Source: Neo4j → Kafka

The Kafka Connect Neo4j Connector is the recommended method to integrate Kafka with Neo4j, as Neo4j Streams is no longer under active development and will not be supported after version 4.4 of Neo4j.

The most recent version of the Kafka Connect Neo4j Connector can be found here.

Is the transaction event handler events that sends data to a Kafka topic

Configuration

You can set the following configuration values in your neo4j.conf, here are the defaults.

neo4j.conf (with default values)

kafka.bootstrap.servers=localhost:9092
kafka.acks=1
kafka.retries=2
kafka.batch.size=16384
kafka.buffer.memory=33554432
kafka.reindex.batch.size=1000
kafka.session.timeout.ms=15000
kafka.connection.timeout.ms=10000
kafka.replication=1
kafka.linger.ms=1
kafka.transactional.id=
kafka.topic.discovery.polling.interval=300000
kafka.streams.log.compaction.strategy=delete

streams.source.topic.nodes.<TOPIC_NAME>=<PATTERN>
streams.source.topic.relationships.<TOPIC_NAME>=<PATTERN>
streams.source.topic.relationships.<TOPIC_NAME>.key_strategy=<default/all>
streams.source.topic.nodes.<TOPIC_NAME>.from.<DB_NAME>=<PATTERN>
streams.source.topic.relationships.<TOPIC_NAME>.from.<DB_NAME>=<PATTERN>
streams.source.topic.relationships.<TOPIC_NAME>.from.<DB_NAME>.key_strategy=<default/all>
streams.source.enabled=<true/false, default=true>
streams.source.enabled.from.<DB_NAME>=<true/false, default=true>
streams.procedures.enabled.from.<DB_NAME>=<true/false, default=true>
streams.source.schema.polling.interval=<MILLIS, the polling interval for getting the schema information>

To use the Kafka transactions please set kafka.transactional.id and kafka.acks properly. Checkout this blog post for further details about transactions in Apache Kafka

See the Apache Kafka documentation for details on these settings.

In case you Kafka broker is configured with auto.create.topics.enable to false, all the messages sent to topics that don’t exist are discarded; this because the KafkaProducer.send() method blocks the execution, as explained in KAFKA-3539. You can tune the custom property kafka.topic.discovery.polling.interval in order to periodically check for new topics into the Kafka cluster so the plugin will be able to send events to the defined topics.

With kafka.streams.log.compaction.strategy=delete will be generated a sequence of unique keys with Neo4j Streams Source. instead with kafka.streams.log.compaction.strategy=compact the keys will be adapted to enable Log Compaction on the Kafka side. Please note that delete strategy does not actually delete records, it has this name to match the topic config cleanup.policy=delete/compact. Namely, the operations which will involve the same nodes or relationships, will have the same key.

When kafka.streams.log.compaction.strategy=compact, for partitioning we leverage internal Kafka mechanism.

See Message structure section to see key examples

Multi Database Support

Neo4j 4.0 Enterprise has multi-tenancy support, in order to support this feature you can set for each database instance a configuration suffix with the following pattern from.<DB_NAME> to the properties in your neo4j.conf file.

Requirement A — In the Neo4j-to-Kafka configuration text, what default value is listed for kafka.batch.size?
Requirement B — Pick up the Neo4j-to-Kafka configuration text after its last sentence and keep writing it.

Given material —
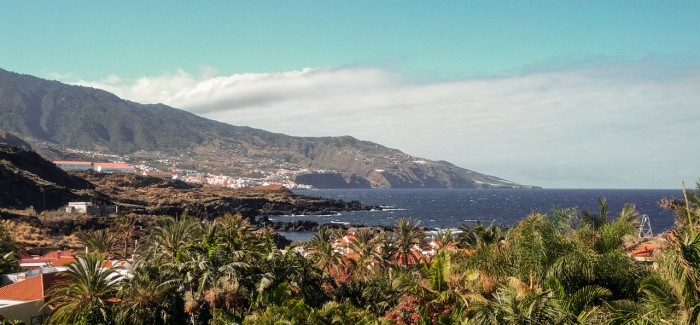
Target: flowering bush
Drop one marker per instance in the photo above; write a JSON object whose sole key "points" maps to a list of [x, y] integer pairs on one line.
{"points": [[406, 312]]}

Task answer A — 16384

Task answer B —
Following the list of new properties that allows to support multi-tenancy:

streams.source.topic.nodes.<TOPIC_NAME>.from.<DB_NAME>=<PATTERN>
streams.source.topic.relationships.<TOPIC_NAME>.from.<DB_NAME>=<PATTERN>
streams.source.topic.relationships.<TOPIC_NAME>.from.<DB_NAME>.key_strategy=<PATTERN>
streams.source.enabled.from.<DB_NAME>=<true/false, default=true>

This means that for each db instance you can specify if:

use the source connector
the routing patterns

So if you have a instance name foo you can specify a configuration in this way:

streams.source.topic.nodes.myTopic.from.foo=<PATTERN>
streams.source.topic.relationships.myTopic.from.foo=<PATTERN>
streams.source.enabled.from.foo=<true/false, default=true>

The old properties:

streams.source.enabled=<true/false, default=true>
streams.source.topic.nodes.<TOPIC_NAME>=<PATTERN>
streams.source.topic.relationships.<TOPIC_NAME>=<PATTERN>
streams.procedures.enabled=<true/false, default=true>

are still valid and they refer to Neo4j’s default db instance.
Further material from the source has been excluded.